Where the line containing "the wolf's hind" appears in the records below, begin there and write out each line exactly until the last one, and nothing more.
-------- MATERIAL TO PROCESS --------
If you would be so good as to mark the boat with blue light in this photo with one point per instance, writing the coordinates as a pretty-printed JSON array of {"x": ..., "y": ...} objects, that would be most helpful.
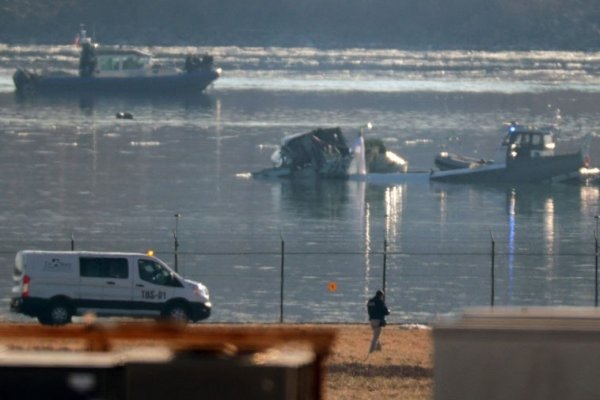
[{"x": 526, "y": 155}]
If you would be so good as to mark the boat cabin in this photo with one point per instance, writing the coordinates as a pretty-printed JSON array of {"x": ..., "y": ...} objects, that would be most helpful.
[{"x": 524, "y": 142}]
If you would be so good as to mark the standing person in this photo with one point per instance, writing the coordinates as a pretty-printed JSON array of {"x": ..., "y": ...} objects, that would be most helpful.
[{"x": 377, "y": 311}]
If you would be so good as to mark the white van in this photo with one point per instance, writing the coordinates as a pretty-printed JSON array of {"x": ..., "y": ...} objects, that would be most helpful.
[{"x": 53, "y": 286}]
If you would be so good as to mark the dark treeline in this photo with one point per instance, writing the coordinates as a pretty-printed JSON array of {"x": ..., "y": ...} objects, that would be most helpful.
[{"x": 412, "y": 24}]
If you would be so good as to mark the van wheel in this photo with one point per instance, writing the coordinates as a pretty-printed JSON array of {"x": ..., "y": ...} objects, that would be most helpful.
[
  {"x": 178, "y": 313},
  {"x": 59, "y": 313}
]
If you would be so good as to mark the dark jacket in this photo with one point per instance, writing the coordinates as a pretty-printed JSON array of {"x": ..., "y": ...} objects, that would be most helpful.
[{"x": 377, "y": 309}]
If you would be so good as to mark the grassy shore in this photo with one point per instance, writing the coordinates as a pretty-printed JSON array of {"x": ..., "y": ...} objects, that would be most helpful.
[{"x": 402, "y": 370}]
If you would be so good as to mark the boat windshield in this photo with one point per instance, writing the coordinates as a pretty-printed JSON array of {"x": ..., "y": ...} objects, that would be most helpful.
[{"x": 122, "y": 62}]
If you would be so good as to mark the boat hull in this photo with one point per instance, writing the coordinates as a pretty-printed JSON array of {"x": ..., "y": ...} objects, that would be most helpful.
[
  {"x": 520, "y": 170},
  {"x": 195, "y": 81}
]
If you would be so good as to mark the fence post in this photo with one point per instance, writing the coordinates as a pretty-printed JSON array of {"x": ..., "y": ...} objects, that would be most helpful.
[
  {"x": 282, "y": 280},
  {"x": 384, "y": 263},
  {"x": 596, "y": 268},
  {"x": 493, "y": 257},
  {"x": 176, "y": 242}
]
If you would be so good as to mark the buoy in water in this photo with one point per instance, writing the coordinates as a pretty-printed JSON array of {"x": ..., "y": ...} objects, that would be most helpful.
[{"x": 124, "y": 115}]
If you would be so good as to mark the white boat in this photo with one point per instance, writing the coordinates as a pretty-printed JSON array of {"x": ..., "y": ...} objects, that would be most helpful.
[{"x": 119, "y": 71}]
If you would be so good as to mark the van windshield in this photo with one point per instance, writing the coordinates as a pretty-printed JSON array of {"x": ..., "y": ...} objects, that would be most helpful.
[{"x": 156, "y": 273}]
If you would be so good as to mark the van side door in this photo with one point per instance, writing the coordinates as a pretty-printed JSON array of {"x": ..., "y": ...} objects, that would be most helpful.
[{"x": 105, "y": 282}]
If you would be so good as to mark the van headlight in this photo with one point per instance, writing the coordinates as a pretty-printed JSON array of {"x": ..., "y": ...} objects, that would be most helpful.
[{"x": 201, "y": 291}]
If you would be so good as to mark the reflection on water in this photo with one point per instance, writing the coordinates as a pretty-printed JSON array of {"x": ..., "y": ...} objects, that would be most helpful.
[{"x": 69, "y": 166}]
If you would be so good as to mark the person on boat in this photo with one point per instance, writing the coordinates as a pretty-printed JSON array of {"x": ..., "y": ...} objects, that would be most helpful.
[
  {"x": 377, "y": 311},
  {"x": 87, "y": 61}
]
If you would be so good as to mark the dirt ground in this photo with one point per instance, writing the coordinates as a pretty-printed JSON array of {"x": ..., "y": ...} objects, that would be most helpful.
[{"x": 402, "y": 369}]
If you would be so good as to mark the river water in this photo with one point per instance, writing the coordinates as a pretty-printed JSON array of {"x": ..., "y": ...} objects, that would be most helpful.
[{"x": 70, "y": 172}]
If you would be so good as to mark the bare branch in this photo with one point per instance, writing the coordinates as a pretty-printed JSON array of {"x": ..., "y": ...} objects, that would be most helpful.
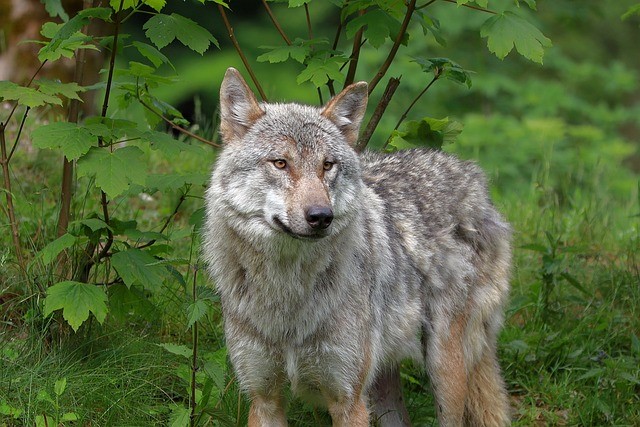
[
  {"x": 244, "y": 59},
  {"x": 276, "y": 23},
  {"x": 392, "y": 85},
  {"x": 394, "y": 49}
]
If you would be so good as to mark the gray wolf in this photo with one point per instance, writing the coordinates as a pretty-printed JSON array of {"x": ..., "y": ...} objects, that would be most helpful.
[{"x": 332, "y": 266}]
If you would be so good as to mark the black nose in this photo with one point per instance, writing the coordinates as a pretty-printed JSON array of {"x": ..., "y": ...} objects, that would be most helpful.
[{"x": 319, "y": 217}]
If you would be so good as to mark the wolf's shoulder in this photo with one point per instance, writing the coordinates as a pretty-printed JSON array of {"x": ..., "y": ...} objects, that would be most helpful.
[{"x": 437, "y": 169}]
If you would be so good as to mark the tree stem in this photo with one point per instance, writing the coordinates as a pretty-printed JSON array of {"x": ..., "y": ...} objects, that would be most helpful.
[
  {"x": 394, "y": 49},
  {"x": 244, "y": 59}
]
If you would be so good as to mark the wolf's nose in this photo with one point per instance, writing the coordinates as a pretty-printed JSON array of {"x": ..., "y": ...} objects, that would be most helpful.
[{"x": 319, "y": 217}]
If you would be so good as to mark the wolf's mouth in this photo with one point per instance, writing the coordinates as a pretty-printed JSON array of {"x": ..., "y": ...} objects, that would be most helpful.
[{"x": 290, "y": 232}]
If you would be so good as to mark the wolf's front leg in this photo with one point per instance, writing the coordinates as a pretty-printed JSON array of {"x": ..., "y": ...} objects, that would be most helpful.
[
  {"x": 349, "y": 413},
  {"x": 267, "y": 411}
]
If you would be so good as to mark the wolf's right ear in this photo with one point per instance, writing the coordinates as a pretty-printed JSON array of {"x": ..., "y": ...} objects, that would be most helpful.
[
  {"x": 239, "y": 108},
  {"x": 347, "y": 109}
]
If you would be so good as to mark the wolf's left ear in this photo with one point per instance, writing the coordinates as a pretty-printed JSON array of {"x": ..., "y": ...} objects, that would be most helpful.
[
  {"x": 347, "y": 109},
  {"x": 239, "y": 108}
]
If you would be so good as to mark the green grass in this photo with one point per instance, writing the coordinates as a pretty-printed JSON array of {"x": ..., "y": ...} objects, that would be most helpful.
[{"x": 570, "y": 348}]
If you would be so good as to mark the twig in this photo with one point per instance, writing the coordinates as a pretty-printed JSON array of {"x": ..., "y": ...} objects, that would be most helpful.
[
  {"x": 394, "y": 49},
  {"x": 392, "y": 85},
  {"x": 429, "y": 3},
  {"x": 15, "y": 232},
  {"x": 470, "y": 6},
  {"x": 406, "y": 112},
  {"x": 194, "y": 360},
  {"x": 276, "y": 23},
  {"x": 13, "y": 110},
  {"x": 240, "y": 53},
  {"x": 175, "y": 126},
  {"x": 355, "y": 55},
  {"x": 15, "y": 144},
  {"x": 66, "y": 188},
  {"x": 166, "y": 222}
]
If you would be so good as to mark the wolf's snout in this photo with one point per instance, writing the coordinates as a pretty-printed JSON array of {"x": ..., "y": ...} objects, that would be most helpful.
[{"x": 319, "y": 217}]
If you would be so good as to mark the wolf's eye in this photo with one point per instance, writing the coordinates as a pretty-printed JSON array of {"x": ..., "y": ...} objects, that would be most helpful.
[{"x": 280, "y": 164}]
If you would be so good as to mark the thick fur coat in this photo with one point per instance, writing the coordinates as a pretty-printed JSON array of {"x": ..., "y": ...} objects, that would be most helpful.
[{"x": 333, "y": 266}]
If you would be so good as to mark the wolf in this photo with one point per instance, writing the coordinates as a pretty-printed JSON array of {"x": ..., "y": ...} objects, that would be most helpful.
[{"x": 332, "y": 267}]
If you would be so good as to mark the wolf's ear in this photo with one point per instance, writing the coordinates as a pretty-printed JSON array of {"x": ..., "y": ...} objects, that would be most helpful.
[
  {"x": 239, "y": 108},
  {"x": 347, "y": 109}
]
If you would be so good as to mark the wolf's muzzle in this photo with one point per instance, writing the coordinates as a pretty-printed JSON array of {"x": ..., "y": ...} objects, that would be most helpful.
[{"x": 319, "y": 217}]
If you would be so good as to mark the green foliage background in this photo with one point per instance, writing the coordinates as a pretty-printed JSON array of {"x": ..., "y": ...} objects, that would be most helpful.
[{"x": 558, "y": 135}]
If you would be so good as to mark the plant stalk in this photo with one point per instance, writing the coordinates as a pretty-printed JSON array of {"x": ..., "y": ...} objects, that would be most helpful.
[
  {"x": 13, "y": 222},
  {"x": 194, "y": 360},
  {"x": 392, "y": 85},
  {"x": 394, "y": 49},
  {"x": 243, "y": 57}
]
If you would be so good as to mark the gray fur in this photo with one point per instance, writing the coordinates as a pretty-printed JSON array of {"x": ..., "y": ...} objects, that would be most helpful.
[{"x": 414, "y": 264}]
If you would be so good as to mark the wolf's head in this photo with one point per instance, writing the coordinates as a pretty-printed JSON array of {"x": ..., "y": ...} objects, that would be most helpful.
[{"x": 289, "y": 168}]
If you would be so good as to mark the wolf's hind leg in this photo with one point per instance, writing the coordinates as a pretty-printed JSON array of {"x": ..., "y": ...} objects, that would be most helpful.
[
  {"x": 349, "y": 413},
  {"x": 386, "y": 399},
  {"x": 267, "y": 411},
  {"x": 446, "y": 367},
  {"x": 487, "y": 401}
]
--------
## [TASK RESULT]
If you would be so good as to mark the wolf's hind leg in this photo with one point per instance, writing the coordinates as a pretty-printed JSON array of {"x": ..., "y": ...} objects, that would be most helpful.
[
  {"x": 349, "y": 413},
  {"x": 386, "y": 399},
  {"x": 267, "y": 411},
  {"x": 446, "y": 367},
  {"x": 487, "y": 401}
]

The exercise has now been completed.